**PROBLEM TO WORK ON**
Change "dark trousers" to "gray trousers" and copy out the entries from the first line through the line holding "<point>8,208</point>", inclusive, with everything else left the same. Leave the pictures out of your copy.

**Point-based annotation entries**
☆ ☆ ☆ ☆

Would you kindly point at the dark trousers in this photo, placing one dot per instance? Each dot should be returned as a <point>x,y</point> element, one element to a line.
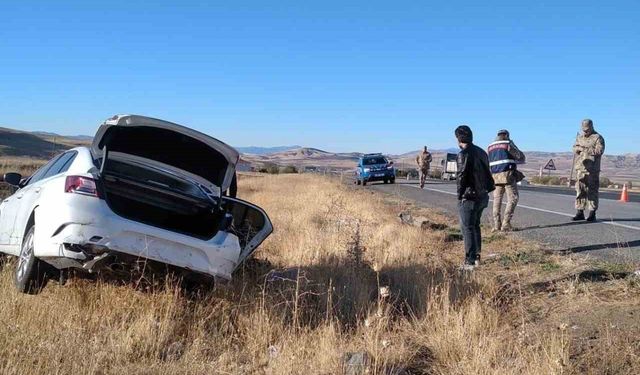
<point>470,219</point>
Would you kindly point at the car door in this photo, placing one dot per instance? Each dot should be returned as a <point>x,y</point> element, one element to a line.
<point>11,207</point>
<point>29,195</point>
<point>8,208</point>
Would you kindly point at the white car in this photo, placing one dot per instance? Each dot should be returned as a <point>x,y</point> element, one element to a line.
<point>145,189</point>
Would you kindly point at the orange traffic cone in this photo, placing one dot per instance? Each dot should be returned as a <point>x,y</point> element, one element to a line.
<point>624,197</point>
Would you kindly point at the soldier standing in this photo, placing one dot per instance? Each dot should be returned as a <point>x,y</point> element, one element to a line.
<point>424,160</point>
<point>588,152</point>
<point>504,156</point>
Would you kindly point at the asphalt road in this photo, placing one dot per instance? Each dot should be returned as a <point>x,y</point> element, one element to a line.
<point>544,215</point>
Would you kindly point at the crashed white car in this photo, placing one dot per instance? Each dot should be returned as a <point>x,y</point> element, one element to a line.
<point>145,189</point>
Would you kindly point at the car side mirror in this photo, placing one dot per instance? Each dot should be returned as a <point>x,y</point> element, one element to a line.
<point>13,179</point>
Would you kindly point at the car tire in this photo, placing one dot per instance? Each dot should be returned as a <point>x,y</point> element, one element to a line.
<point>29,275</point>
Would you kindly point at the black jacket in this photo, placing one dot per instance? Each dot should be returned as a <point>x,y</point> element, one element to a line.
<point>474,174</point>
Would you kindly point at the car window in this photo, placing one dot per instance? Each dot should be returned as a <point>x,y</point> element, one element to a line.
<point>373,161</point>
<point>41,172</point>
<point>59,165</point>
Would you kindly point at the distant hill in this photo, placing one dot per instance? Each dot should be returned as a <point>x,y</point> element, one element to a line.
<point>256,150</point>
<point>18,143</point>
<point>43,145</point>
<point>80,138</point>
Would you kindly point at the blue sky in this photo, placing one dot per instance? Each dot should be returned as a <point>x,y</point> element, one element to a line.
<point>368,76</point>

☆ ☆ ☆ ☆

**ANSWER BELOW**
Would you kindly point at the gray trousers in this photo, placing one dot per instance? Each dot should be returned as a <point>x,y</point> element, one element to a line.
<point>470,219</point>
Would you kindly point at the car door in this photo, placing one dot per instance? Each dot should be returned as a <point>x,y</point> element, one element to a line.
<point>11,207</point>
<point>29,195</point>
<point>8,208</point>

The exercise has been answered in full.